■ Exercise directions:
Return the line that contains "Locate a point on each instance of the green field" plus every line after it to the end of the entries below, exactly as given, and stop there.

[Saved data entries]
§ §
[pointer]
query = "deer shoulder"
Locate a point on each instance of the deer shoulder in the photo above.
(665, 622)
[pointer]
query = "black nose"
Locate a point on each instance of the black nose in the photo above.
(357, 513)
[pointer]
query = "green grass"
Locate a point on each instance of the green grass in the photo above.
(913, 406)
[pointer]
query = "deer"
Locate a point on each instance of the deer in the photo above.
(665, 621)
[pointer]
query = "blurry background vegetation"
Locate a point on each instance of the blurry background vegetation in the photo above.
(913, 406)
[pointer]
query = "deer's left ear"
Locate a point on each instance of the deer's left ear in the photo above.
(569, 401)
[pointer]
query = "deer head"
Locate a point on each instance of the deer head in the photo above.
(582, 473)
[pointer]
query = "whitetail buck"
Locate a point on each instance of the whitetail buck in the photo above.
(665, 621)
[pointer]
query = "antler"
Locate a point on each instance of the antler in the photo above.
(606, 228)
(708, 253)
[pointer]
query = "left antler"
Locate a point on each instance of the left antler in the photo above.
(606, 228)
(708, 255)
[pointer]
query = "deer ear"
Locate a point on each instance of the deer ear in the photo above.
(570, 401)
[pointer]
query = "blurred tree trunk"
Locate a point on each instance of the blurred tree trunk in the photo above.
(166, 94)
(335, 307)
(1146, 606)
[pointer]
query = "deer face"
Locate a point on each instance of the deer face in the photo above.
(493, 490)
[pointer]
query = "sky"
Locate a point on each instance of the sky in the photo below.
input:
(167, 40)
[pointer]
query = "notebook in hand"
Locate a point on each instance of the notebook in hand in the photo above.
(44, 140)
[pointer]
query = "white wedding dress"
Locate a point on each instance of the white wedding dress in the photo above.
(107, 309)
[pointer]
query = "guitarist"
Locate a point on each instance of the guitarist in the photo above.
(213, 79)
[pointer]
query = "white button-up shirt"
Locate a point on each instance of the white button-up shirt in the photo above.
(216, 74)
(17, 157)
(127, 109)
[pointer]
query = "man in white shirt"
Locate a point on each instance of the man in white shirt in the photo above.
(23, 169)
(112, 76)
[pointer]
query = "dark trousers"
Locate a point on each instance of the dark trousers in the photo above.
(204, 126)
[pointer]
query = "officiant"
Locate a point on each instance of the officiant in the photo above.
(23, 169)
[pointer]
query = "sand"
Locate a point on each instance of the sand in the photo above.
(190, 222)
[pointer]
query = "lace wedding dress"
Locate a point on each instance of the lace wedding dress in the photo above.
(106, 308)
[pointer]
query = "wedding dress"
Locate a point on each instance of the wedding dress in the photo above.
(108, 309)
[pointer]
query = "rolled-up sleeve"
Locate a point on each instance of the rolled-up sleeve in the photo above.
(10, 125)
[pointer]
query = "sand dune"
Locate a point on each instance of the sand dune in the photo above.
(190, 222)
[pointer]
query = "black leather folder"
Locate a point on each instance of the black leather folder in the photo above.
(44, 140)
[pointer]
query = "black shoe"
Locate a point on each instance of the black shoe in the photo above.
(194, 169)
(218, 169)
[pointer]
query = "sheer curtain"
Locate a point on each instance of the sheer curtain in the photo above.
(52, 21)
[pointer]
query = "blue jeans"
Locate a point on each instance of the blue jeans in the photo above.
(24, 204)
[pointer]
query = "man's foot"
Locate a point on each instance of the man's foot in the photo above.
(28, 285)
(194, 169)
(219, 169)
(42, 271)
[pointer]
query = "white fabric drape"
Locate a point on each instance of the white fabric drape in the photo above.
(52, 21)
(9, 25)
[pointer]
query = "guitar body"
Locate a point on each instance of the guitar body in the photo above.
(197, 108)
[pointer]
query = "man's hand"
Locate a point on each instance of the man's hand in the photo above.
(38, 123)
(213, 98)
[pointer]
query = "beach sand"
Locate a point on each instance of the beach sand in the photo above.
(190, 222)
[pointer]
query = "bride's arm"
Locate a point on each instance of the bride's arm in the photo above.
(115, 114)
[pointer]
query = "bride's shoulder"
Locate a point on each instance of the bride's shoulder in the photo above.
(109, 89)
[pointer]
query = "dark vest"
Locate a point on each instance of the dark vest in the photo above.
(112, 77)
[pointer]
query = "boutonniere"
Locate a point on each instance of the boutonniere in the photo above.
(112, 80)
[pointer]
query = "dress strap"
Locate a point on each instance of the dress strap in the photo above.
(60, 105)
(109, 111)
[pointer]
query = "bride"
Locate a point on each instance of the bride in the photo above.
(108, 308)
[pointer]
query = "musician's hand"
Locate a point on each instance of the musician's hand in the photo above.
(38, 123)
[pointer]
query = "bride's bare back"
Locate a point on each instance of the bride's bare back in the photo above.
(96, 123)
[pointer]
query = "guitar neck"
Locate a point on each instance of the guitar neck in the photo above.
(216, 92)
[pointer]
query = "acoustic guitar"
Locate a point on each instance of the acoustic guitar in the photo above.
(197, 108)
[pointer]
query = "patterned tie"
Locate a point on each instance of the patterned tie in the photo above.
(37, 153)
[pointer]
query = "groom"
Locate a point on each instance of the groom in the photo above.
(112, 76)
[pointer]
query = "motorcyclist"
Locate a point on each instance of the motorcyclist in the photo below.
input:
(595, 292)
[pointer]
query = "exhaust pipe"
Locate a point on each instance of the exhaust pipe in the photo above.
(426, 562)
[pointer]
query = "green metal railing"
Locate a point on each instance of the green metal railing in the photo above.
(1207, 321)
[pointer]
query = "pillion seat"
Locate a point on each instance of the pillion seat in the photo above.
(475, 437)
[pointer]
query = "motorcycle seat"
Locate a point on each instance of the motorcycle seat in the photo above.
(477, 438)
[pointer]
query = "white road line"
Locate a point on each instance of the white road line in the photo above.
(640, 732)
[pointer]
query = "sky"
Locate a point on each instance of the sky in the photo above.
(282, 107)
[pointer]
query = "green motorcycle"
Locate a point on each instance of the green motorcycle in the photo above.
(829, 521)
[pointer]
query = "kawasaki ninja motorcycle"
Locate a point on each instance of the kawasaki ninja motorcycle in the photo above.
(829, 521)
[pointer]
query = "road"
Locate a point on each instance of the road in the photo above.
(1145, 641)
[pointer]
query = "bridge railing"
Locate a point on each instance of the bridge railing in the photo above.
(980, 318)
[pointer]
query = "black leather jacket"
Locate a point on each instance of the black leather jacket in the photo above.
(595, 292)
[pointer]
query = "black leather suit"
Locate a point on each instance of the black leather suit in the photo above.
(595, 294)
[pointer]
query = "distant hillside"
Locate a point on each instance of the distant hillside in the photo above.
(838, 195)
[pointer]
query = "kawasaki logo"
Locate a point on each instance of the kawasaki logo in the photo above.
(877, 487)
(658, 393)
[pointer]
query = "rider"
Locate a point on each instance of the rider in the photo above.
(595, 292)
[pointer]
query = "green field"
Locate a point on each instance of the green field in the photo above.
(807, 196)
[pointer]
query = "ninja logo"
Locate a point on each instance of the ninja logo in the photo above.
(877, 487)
§ §
■ Answer box:
Locate a point on each instance of the green field in the photo above.
(807, 196)
[pointer]
query = "ninja logo"
Locate a point on each instance of the ninja logo in the photo above.
(877, 487)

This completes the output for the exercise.